Directions for this task.
Line by line, copy the records below exactly.

Provided records.
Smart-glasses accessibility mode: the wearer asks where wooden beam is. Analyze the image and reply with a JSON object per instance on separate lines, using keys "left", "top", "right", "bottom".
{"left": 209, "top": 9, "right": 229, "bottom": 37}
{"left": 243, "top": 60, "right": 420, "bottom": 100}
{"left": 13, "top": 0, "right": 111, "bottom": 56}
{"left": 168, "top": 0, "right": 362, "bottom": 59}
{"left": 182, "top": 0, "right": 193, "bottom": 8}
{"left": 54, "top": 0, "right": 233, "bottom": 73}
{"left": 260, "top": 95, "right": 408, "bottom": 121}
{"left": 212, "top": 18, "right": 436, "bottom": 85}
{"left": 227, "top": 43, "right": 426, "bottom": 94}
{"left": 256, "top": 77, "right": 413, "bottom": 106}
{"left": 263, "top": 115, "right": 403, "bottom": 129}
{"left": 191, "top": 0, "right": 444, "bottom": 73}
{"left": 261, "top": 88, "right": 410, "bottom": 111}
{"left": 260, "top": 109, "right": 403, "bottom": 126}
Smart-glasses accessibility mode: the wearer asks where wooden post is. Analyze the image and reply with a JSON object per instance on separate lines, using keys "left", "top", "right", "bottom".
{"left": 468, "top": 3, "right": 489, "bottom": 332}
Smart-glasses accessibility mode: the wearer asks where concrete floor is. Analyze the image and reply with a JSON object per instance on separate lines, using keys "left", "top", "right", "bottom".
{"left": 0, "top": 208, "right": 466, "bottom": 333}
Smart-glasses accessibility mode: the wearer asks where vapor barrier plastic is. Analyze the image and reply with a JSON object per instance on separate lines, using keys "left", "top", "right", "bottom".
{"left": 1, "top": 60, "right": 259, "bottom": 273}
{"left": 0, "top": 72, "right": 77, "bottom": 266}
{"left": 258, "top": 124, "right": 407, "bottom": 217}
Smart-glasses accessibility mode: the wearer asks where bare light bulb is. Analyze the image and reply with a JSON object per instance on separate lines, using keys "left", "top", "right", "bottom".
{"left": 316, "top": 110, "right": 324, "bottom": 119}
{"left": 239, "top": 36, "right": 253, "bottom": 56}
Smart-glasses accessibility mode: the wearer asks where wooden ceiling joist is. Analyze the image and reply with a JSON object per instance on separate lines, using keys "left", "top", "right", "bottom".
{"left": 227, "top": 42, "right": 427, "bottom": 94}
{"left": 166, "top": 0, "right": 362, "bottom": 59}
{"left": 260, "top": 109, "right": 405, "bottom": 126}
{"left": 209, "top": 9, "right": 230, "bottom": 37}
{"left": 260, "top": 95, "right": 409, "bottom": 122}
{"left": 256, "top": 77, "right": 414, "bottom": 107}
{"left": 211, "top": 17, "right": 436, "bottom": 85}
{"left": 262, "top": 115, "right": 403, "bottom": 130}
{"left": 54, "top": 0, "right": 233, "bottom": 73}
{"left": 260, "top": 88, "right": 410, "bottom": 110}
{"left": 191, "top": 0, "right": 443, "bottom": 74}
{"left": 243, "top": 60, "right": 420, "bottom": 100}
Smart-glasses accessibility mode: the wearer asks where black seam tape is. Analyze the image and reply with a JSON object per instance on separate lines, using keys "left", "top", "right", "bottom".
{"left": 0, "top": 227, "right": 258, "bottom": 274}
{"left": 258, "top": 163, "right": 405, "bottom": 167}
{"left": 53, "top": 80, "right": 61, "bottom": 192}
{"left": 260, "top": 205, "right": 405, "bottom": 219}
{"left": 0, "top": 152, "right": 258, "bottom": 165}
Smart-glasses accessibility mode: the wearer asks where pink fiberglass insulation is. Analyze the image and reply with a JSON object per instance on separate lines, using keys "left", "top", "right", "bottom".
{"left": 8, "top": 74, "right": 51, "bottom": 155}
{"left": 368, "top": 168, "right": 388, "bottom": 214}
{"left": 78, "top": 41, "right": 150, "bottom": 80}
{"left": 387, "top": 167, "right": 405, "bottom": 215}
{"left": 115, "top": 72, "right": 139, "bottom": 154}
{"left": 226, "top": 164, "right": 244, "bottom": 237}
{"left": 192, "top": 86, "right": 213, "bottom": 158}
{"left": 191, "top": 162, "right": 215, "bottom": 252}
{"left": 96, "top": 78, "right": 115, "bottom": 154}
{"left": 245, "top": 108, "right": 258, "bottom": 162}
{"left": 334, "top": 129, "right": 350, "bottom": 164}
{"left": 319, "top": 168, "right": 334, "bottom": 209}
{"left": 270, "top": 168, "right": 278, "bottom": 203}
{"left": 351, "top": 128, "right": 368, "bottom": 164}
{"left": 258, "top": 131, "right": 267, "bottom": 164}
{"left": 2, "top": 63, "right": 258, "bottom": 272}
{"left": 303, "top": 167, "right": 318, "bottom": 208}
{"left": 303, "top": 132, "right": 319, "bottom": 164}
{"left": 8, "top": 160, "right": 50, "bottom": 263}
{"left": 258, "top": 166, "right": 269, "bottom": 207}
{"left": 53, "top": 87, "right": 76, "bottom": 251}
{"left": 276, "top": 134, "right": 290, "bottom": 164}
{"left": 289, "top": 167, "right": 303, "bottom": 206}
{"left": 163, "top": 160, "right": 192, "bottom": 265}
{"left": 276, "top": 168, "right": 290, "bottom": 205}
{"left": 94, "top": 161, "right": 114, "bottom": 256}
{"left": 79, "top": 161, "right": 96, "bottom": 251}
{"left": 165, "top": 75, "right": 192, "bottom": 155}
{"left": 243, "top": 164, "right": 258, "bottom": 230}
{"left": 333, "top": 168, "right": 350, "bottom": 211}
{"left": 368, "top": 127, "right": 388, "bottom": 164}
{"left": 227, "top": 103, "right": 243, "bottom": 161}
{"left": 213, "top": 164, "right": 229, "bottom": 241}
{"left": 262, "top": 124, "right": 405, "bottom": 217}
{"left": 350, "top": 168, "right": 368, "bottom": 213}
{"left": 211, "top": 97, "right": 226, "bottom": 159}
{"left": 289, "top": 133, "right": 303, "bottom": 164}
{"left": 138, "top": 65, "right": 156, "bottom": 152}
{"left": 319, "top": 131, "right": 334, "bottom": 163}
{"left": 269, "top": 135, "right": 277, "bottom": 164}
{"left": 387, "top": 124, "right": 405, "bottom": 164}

Response to this exercise.
Smart-glasses accessibility mode: the wearer asks where wooden beam is. Analyze the image and reply with a JSON object per instance on separate lines, using keys "left", "top", "right", "bottom".
{"left": 209, "top": 9, "right": 229, "bottom": 37}
{"left": 243, "top": 60, "right": 420, "bottom": 100}
{"left": 13, "top": 0, "right": 111, "bottom": 56}
{"left": 168, "top": 0, "right": 362, "bottom": 59}
{"left": 182, "top": 0, "right": 193, "bottom": 8}
{"left": 54, "top": 0, "right": 233, "bottom": 73}
{"left": 260, "top": 95, "right": 408, "bottom": 121}
{"left": 212, "top": 18, "right": 436, "bottom": 85}
{"left": 227, "top": 43, "right": 426, "bottom": 94}
{"left": 256, "top": 77, "right": 413, "bottom": 106}
{"left": 263, "top": 115, "right": 403, "bottom": 129}
{"left": 191, "top": 0, "right": 444, "bottom": 73}
{"left": 261, "top": 88, "right": 410, "bottom": 111}
{"left": 260, "top": 109, "right": 403, "bottom": 126}
Smart-glasses accessibility mode: the wearer asks where wooden post is. Analyze the image and reply with a JSON object per instance on separate lines, using keys "left", "top", "right", "bottom".
{"left": 468, "top": 3, "right": 489, "bottom": 332}
Smart-glasses accessibility mode: the wearer asks where concrete floor is. Analyze the image and reply with a JSON object per instance on separate lines, using keys "left", "top", "right", "bottom".
{"left": 0, "top": 208, "right": 466, "bottom": 333}
Smart-glasses accessibility mode: the wearer asks where vapor barrier plastic is. Analyze the image and reply with a JSON object per instance on separate lines, using keys "left", "top", "right", "bottom".
{"left": 1, "top": 60, "right": 259, "bottom": 273}
{"left": 0, "top": 72, "right": 77, "bottom": 266}
{"left": 258, "top": 124, "right": 407, "bottom": 217}
Smart-glasses accessibility mode: the wearer asks where bare light bulb is. Analyze the image and reply with a JSON object per instance on separate lines, using keys "left", "top", "right", "bottom".
{"left": 316, "top": 110, "right": 324, "bottom": 119}
{"left": 239, "top": 36, "right": 253, "bottom": 56}
Smart-glasses accessibility mode: the wearer asks where wooden ceiling joist is. Analyze the image and reply with a JSON object per instance on separate lines, using keys "left", "top", "right", "bottom".
{"left": 227, "top": 42, "right": 427, "bottom": 94}
{"left": 166, "top": 0, "right": 362, "bottom": 59}
{"left": 260, "top": 109, "right": 405, "bottom": 126}
{"left": 209, "top": 9, "right": 230, "bottom": 37}
{"left": 260, "top": 95, "right": 409, "bottom": 122}
{"left": 256, "top": 77, "right": 414, "bottom": 107}
{"left": 211, "top": 17, "right": 436, "bottom": 85}
{"left": 262, "top": 115, "right": 403, "bottom": 130}
{"left": 54, "top": 0, "right": 233, "bottom": 73}
{"left": 260, "top": 88, "right": 410, "bottom": 110}
{"left": 191, "top": 0, "right": 443, "bottom": 74}
{"left": 243, "top": 60, "right": 420, "bottom": 100}
Smart-glasses accessibility mode: the wearer asks where black seam tape is. Analyze the image and reply with a JSON object per instance on separate lines, using keys "left", "top", "right", "bottom".
{"left": 0, "top": 227, "right": 258, "bottom": 274}
{"left": 258, "top": 163, "right": 405, "bottom": 167}
{"left": 53, "top": 80, "right": 61, "bottom": 192}
{"left": 260, "top": 205, "right": 405, "bottom": 219}
{"left": 0, "top": 152, "right": 258, "bottom": 165}
Smart-glasses accessibility mode: the wearer asks where pink fiberglass insulation is. Analyze the image and reply with a JSON object per instance on separate lines, using keys "left", "top", "right", "bottom".
{"left": 8, "top": 74, "right": 51, "bottom": 155}
{"left": 368, "top": 168, "right": 388, "bottom": 214}
{"left": 78, "top": 41, "right": 150, "bottom": 80}
{"left": 387, "top": 167, "right": 405, "bottom": 215}
{"left": 115, "top": 72, "right": 139, "bottom": 154}
{"left": 226, "top": 164, "right": 244, "bottom": 237}
{"left": 192, "top": 86, "right": 213, "bottom": 158}
{"left": 191, "top": 162, "right": 215, "bottom": 252}
{"left": 96, "top": 78, "right": 115, "bottom": 154}
{"left": 245, "top": 108, "right": 258, "bottom": 162}
{"left": 334, "top": 129, "right": 350, "bottom": 164}
{"left": 319, "top": 168, "right": 334, "bottom": 209}
{"left": 270, "top": 168, "right": 278, "bottom": 203}
{"left": 351, "top": 128, "right": 368, "bottom": 164}
{"left": 258, "top": 131, "right": 267, "bottom": 164}
{"left": 2, "top": 63, "right": 258, "bottom": 272}
{"left": 303, "top": 167, "right": 318, "bottom": 208}
{"left": 303, "top": 132, "right": 319, "bottom": 164}
{"left": 8, "top": 160, "right": 50, "bottom": 263}
{"left": 258, "top": 166, "right": 269, "bottom": 207}
{"left": 53, "top": 87, "right": 76, "bottom": 251}
{"left": 276, "top": 134, "right": 290, "bottom": 164}
{"left": 289, "top": 167, "right": 303, "bottom": 206}
{"left": 163, "top": 160, "right": 192, "bottom": 265}
{"left": 276, "top": 168, "right": 290, "bottom": 205}
{"left": 94, "top": 161, "right": 114, "bottom": 256}
{"left": 79, "top": 161, "right": 96, "bottom": 251}
{"left": 165, "top": 75, "right": 192, "bottom": 155}
{"left": 243, "top": 164, "right": 258, "bottom": 230}
{"left": 333, "top": 168, "right": 350, "bottom": 211}
{"left": 368, "top": 127, "right": 388, "bottom": 164}
{"left": 227, "top": 103, "right": 243, "bottom": 161}
{"left": 213, "top": 164, "right": 229, "bottom": 241}
{"left": 262, "top": 124, "right": 405, "bottom": 217}
{"left": 350, "top": 168, "right": 368, "bottom": 213}
{"left": 211, "top": 97, "right": 226, "bottom": 159}
{"left": 289, "top": 133, "right": 303, "bottom": 164}
{"left": 138, "top": 65, "right": 156, "bottom": 152}
{"left": 319, "top": 131, "right": 334, "bottom": 163}
{"left": 269, "top": 135, "right": 277, "bottom": 164}
{"left": 387, "top": 124, "right": 405, "bottom": 164}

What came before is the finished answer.